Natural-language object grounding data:
══════════════════════════════
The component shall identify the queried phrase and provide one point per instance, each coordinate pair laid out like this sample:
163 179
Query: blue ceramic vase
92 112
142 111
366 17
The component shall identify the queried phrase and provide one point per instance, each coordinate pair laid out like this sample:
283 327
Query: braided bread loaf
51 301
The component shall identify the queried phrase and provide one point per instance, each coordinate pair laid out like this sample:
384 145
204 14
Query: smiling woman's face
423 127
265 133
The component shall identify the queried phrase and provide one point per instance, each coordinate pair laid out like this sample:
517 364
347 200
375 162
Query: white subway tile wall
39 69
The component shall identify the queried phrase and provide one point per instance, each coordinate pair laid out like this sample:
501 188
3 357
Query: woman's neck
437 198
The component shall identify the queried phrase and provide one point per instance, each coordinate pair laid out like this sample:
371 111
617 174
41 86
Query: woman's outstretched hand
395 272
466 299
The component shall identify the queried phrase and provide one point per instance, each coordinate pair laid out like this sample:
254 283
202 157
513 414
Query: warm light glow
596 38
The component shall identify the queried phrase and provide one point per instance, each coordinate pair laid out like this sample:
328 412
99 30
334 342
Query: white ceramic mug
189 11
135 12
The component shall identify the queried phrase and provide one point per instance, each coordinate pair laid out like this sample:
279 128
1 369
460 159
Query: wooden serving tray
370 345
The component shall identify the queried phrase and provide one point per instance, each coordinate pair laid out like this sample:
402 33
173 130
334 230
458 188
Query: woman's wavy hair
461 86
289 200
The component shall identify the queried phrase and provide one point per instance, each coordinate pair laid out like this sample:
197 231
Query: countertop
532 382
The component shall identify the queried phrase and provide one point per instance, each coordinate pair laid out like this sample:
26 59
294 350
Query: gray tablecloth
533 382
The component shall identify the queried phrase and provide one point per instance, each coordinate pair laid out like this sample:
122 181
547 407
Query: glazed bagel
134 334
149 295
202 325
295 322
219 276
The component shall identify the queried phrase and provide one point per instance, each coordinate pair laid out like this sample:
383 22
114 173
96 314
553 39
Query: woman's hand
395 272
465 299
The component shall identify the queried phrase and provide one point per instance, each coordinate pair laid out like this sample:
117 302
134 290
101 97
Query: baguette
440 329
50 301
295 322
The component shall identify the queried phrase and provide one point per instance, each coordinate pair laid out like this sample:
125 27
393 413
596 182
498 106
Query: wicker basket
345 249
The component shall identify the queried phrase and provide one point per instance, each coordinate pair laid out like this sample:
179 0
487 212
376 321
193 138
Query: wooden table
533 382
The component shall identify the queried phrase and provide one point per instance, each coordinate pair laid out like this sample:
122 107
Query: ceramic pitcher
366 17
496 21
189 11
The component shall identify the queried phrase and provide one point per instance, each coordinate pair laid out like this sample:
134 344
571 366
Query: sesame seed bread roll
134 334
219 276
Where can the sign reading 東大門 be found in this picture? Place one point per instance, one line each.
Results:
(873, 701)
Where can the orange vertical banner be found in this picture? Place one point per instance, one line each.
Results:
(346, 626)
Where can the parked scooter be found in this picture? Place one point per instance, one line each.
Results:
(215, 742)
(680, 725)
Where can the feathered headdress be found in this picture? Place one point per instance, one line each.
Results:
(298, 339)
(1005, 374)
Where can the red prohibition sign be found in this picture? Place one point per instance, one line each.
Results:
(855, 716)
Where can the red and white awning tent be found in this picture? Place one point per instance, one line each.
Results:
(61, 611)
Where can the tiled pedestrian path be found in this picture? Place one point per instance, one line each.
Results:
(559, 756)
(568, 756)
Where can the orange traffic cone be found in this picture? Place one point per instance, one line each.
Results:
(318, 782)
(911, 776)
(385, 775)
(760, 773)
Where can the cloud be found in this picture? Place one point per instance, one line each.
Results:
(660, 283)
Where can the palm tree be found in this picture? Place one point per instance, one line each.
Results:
══════════════════════════════
Work instruction -> Using the data above, tally each line that has the string "sign" and report only the sum.

Solution -> 2